TASK TO CARRY OUT
All of the data that appears below is to be given again precisely as written.

Recorded data
◆ ◆ ◆ ◆
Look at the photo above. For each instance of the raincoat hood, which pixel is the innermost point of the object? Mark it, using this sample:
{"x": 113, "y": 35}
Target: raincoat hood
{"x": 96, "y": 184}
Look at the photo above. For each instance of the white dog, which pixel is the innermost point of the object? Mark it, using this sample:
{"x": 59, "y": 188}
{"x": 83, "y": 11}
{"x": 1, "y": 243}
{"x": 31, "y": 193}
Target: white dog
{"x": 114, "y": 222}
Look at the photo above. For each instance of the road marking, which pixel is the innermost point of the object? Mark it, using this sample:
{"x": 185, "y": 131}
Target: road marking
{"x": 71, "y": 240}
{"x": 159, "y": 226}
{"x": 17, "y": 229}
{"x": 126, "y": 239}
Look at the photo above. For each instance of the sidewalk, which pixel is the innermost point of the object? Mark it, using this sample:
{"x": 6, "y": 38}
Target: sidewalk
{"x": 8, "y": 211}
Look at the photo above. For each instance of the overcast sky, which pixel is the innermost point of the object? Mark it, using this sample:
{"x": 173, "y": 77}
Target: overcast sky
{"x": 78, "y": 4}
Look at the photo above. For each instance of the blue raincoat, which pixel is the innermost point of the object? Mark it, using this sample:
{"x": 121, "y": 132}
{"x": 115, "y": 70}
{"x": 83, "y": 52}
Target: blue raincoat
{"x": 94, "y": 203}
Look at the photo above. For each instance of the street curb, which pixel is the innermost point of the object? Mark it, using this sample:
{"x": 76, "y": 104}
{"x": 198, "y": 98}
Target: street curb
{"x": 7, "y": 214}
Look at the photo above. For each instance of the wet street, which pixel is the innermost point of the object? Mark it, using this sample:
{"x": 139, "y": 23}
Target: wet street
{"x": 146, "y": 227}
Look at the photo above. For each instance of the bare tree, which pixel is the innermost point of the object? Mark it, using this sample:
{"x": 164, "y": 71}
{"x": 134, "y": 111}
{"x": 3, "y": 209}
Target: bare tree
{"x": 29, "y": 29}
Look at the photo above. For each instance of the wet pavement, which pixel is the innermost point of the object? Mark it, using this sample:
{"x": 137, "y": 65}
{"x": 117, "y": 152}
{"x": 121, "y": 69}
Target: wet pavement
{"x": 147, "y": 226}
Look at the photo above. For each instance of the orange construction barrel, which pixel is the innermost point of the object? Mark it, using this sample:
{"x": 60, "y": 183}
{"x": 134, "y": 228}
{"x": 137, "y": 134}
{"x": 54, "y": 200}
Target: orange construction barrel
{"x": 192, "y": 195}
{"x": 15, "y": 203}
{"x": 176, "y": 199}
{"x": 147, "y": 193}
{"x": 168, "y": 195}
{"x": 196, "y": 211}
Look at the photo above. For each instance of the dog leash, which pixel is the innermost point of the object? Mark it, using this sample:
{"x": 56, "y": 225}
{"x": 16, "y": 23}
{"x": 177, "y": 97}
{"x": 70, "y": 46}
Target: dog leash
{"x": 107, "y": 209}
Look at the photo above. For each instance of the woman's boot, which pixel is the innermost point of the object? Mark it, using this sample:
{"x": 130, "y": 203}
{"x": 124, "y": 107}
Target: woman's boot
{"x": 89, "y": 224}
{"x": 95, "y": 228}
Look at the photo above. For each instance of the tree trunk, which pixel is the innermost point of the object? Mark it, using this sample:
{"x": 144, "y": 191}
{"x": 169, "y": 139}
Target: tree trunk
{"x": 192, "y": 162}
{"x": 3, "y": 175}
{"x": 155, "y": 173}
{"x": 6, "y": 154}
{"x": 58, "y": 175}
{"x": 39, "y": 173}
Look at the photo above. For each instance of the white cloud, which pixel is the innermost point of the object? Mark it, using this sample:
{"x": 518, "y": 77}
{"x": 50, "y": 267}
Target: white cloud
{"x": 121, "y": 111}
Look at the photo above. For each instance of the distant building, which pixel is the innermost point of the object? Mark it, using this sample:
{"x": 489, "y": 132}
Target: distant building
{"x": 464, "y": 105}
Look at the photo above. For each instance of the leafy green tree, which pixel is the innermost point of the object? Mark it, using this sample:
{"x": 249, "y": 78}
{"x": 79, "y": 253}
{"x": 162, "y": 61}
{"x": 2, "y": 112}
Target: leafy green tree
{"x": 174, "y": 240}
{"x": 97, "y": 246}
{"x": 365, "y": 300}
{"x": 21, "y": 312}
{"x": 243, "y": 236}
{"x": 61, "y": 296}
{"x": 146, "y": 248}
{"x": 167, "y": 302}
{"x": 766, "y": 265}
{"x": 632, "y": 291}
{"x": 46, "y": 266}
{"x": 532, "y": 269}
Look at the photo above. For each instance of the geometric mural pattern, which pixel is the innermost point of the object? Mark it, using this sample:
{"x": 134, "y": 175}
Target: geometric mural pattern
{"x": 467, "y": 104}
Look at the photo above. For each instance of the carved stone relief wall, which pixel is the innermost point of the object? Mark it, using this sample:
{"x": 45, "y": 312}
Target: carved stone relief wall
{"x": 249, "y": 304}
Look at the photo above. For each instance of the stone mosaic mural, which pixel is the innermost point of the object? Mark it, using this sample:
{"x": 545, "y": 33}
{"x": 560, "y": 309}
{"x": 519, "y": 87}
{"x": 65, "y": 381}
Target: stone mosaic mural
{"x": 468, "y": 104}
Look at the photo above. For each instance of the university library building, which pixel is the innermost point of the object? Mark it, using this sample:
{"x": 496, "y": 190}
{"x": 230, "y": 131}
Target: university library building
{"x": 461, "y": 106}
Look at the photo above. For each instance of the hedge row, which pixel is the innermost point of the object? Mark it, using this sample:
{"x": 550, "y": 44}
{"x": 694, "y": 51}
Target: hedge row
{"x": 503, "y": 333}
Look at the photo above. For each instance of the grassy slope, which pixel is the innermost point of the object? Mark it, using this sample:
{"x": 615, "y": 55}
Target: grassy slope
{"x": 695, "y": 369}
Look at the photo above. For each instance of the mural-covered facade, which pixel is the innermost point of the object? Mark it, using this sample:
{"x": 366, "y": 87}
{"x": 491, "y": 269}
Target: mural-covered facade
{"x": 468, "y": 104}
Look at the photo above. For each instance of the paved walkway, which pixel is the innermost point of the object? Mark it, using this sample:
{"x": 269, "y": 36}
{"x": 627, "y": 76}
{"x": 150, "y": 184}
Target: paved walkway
◆ ◆ ◆ ◆
RESPONSE BOX
Look at the photo above. For each instance of the raincoat hood, which pixel is the innermost point of the object? Mark it, using this sample:
{"x": 113, "y": 35}
Target: raincoat hood
{"x": 96, "y": 184}
Look at the photo above. For each instance of the white dog, which pixel is the innermost point of the object? Mark it, using this sample:
{"x": 59, "y": 188}
{"x": 83, "y": 11}
{"x": 1, "y": 243}
{"x": 31, "y": 193}
Target: white dog
{"x": 114, "y": 222}
Look at the photo above. For each instance of the road marking, which pixel is the innermost point of the object? Mark it, using this sample:
{"x": 185, "y": 131}
Target: road marking
{"x": 71, "y": 240}
{"x": 159, "y": 226}
{"x": 17, "y": 229}
{"x": 126, "y": 239}
Look at the photo above. For each instance of the sidewalk, which pixel is the innermost point of the object? Mark it, using this sample:
{"x": 6, "y": 38}
Target: sidewalk
{"x": 8, "y": 211}
Look at the photo above. For each instance of the overcast sky, which pixel is the innermost point of the object? Mark it, using this sample:
{"x": 173, "y": 77}
Target: overcast sky
{"x": 78, "y": 4}
Look at the photo above. For each instance of the blue raincoat, which pixel is the innermost point of the object? Mark it, using this sample:
{"x": 121, "y": 132}
{"x": 115, "y": 70}
{"x": 83, "y": 52}
Target: blue raincoat
{"x": 94, "y": 203}
Look at the photo above. For each instance of the street curb, which pixel is the innermost point of the object? Mark it, using this sample:
{"x": 76, "y": 104}
{"x": 198, "y": 98}
Target: street curb
{"x": 7, "y": 214}
Look at the photo above. For each instance of the wet street, which pixel is the innermost point of the object? Mark it, using this sample:
{"x": 139, "y": 23}
Target: wet street
{"x": 146, "y": 227}
Look at the photo above. For each instance of the bare tree, which pixel is the innermost point of the object? Mark it, using this sample:
{"x": 164, "y": 71}
{"x": 134, "y": 111}
{"x": 3, "y": 209}
Target: bare tree
{"x": 29, "y": 29}
Look at the photo above. For each instance of the wet pavement, which pixel is the innermost point of the object? Mark it, using this sample:
{"x": 137, "y": 65}
{"x": 117, "y": 152}
{"x": 121, "y": 69}
Target: wet pavement
{"x": 147, "y": 226}
Look at the photo above. For each instance of the orange construction barrel, which pixel is the innermost point of the object? Mark it, using this sample:
{"x": 60, "y": 183}
{"x": 134, "y": 228}
{"x": 137, "y": 134}
{"x": 54, "y": 200}
Target: orange construction barrel
{"x": 192, "y": 195}
{"x": 15, "y": 203}
{"x": 176, "y": 199}
{"x": 147, "y": 193}
{"x": 168, "y": 195}
{"x": 196, "y": 211}
Look at the photo above. For each instance of the dog leash, which pixel is the innermost point of the object? Mark it, using this sample:
{"x": 56, "y": 225}
{"x": 16, "y": 23}
{"x": 177, "y": 97}
{"x": 70, "y": 46}
Target: dog leash
{"x": 107, "y": 209}
Look at the photo above. For each instance of the woman's boot, which pixel is the innermost point of the object? Mark it, using this sample:
{"x": 130, "y": 203}
{"x": 124, "y": 107}
Target: woman's boot
{"x": 89, "y": 224}
{"x": 95, "y": 228}
Look at the photo above. For each instance of the tree trunk, which pixel is the innermost point of the object? Mark it, using this sample:
{"x": 144, "y": 191}
{"x": 169, "y": 139}
Target: tree trunk
{"x": 192, "y": 162}
{"x": 3, "y": 175}
{"x": 155, "y": 173}
{"x": 6, "y": 154}
{"x": 58, "y": 175}
{"x": 39, "y": 173}
Look at the photo above. For each instance of the white cloud, which pixel is the innermost point of the object? Mark it, using this sample:
{"x": 518, "y": 77}
{"x": 50, "y": 267}
Target: white cloud
{"x": 121, "y": 111}
Look at the photo above. For each instance of the distant building, which pixel is the innermost point of the object? Mark it, using this sample:
{"x": 489, "y": 132}
Target: distant building
{"x": 464, "y": 105}
Look at the photo above. For each instance of the leafy green tree, which pixel is the innermost point of the object? Mark it, using this sample:
{"x": 249, "y": 78}
{"x": 79, "y": 253}
{"x": 162, "y": 61}
{"x": 2, "y": 112}
Target: leafy green tree
{"x": 174, "y": 240}
{"x": 97, "y": 246}
{"x": 365, "y": 300}
{"x": 21, "y": 312}
{"x": 243, "y": 236}
{"x": 61, "y": 296}
{"x": 146, "y": 248}
{"x": 167, "y": 302}
{"x": 766, "y": 265}
{"x": 632, "y": 291}
{"x": 46, "y": 266}
{"x": 532, "y": 269}
Look at the photo above. For each instance of the geometric mural pattern, which pixel is the innermost point of the object? Mark it, using this sample:
{"x": 134, "y": 175}
Target: geometric mural pattern
{"x": 467, "y": 104}
Look at the photo above. For each instance of the carved stone relief wall, which pixel is the innermost point of the object? Mark it, using this sample:
{"x": 45, "y": 312}
Target: carved stone relief wall
{"x": 249, "y": 304}
Look at the photo above. For each instance of the stone mosaic mural, which pixel is the innermost point of the object? Mark it, using this sample:
{"x": 545, "y": 33}
{"x": 560, "y": 309}
{"x": 519, "y": 87}
{"x": 65, "y": 381}
Target: stone mosaic mural
{"x": 468, "y": 104}
Look at the photo above. For each instance of the university library building, which pixel is the innermost point of the object? Mark it, using this sample:
{"x": 496, "y": 190}
{"x": 230, "y": 131}
Target: university library building
{"x": 461, "y": 106}
Look at the photo above. For each instance of the hedge row, which pixel is the innermost point of the object? Mark it, using this sample:
{"x": 550, "y": 44}
{"x": 694, "y": 51}
Target: hedge row
{"x": 503, "y": 333}
Look at the photo above. For each instance of the grassy slope, which pixel is the innermost point of the object? Mark it, using this sample:
{"x": 615, "y": 55}
Target: grassy slope
{"x": 695, "y": 369}
Look at the photo above. For each instance of the mural-covered facade, which pixel is the innermost point of the object? Mark it, using this sample:
{"x": 366, "y": 87}
{"x": 491, "y": 269}
Target: mural-covered facade
{"x": 468, "y": 104}
Look at the photo above. For each instance of the paved walkway, which pixel is the innermost point of the object? Mark it, using this sample:
{"x": 269, "y": 36}
{"x": 627, "y": 76}
{"x": 150, "y": 184}
Target: paved walkway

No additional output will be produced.